● Set tasks
• A. Could you duplicate the part of the blog post that begins at the words "It's not as" and stops after the words "corporation has announced."?
• B. Can you go on with the blog post, picking up right after its final sentence?

That mysterious man Ron Goodden is at it again, getting his letter (Let Israel be Iraq's guide) published in the SCMP.  Yet again there is no apparent connection with Hong Kong, and Mr Goodden lives in Atlanta, Georgia - which wasn't anywhere near Hong Kong last time I checked.

It's not as if the SCMP had a prestigious letter column where world issues are debated - it's either about Hong Kong issues or by Hong Kong people, so a letter like this is distinctly out of place.  I suppose what it comes to is that they'll publish any old rubbish to fill up the space.

Yes, I know, but before I ever thought of doing a blog, I considered a website devoted entirely the weird and wonderful letters published in the SCMP.  So it could have been much worse.


BBC free?

The BBC has made an interesting announcement:

Hundreds of episodes of BBC programmes will be made available for free on a file-sharing network for the first time, the corporation has announced.

The move follows a deal between the commercial arm of the organisation, BBC Worldwide, and technology firm Azureus.

The agreement means that users of Azureus' Zudeo software in the US can download titles such as Little Britain.

The headline says said "free", but the story seems to contradict this: 

No pricing structure for the BBC content on Zudeo has been revealed.

It seems rather unlikely that the BBC would make Little Britain available for free when they are also selling DVDs commercially.  There's also a press release from Azureus that talks about 'premium content', which is usually code for charging money.  I think the confusion may have arisen because Azureus developed a BitTorrent client, which some naughty people may have used to download programmes illegally.  The latest idea is to use the same infrastructure to sell content, though it remains to be seen whether this will work. 

UPDATE: They have changed it so that it no longer says 'for free'.  Whilst they're correcting errors, shouldn't it be "Azureus's Zudeo software"?  And I hope that's the last time I have to type those horrible names...

As usual, it seems that this will be limited to users in the USA, at least initially.  Viewers in the UK can already access many BBC programmes from the BBC website (for free).  And Hong Kong?  I'm not holding my breath.   


Beware of the leopard

One of the better jokes in the Hitchhiker's Guide to the Galaxy is when Arthur Dent is informed that the plans for the (imminent) destruction of Earth were on display for nine months and no-one objected.  It seems that the something similar happened with the government's plan to demolish the Star Ferry Pier. After they started knocking it down, the  protests started, so the government pointed out that this had been planned for a long time and they had even been through one of their famous "consultation" exercises.  No-one had objected, and now it was too late.

Of course these plans weren't actually on display in the bottom of a locked filing cabinet stuck in a disused lavatory with a sign on the door saying 'Beware of the Leopard', but the effect seems to have been much the same.

Stored records:
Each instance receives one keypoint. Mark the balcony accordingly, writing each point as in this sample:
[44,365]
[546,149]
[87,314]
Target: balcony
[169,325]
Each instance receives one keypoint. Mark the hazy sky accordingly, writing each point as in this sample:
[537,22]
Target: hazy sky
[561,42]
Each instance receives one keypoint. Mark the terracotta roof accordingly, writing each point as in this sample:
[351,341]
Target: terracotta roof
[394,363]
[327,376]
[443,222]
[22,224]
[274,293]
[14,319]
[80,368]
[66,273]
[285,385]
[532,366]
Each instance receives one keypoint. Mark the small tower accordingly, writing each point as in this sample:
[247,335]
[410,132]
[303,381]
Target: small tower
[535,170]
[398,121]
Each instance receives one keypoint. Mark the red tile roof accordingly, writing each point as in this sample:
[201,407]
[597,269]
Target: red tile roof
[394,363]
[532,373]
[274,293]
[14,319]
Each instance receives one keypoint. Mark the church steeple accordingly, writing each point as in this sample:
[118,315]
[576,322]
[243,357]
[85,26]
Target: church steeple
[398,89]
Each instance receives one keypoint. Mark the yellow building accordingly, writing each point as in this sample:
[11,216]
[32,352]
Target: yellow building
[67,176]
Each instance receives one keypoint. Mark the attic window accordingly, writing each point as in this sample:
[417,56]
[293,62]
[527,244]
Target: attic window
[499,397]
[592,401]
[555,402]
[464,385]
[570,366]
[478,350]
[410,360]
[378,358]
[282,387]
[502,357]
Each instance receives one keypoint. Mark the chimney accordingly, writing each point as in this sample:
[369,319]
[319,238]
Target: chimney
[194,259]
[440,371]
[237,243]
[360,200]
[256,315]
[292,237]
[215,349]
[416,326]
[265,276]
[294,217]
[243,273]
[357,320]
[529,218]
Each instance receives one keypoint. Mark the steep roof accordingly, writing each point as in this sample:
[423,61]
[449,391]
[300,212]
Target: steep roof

● Results by task
• A.
It's not as if the SCMP had a prestigious letter column where world issues are debated - it's either about Hong Kong issues or by Hong Kong people, so a letter like this is distinctly out of place.  I suppose what it comes to is that they'll publish any old rubbish to fill up the space.

Yes, I know, but before I ever thought of doing a blog, I considered a website devoted entirely the weird and wonderful letters published in the SCMP.  So it could have been much worse.


BBC free?

The BBC has made an interesting announcement:

Hundreds of episodes of BBC programmes will be made available for free on a file-sharing network for the first time, the corporation has announced.

• B.
Which is strange really, because you'd think that the opening of a new ferry pier (and all the talk about reclamation) would have been a pretty big clue that the old ferry pier would soon be gone. However, when the demolition work started the protestors arrived, and (as the SCMP explained last week) the government should have expected this:

For five years it has been in possession of a study of the historic value of the Star Ferry and adjacent Queen's piers, as part of an environmental impact assessment of the reclamation. The report describes the Star Ferry pier as a building of great significance in the city's transport history, and predicts accurately that its destruction would "likely raise public objection and dismay".

The few members of the public who had read the report could be excused for naively believing the piers would be preserved. But reading the report was easier said than done, until conservationists resurrected a copy this week in a last-ditch attempt at preservation.

Unlike other reports on the reclamation, it was not posted on the government website and the hard copy was available for public inspection only within working hours at a government office. Officials deny hiding the report for years and blame technical problems. Nonetheless, it is a cautionary reminder that it is not uncommon for governments to tell people what they want them to hear.

Communication is about listening to what people say, and making sure everyone understands what you say. If people haven't understood, then your "consultation" has been a failure, and you will appear arrogant and out-of-touch if you try to argue otherwise.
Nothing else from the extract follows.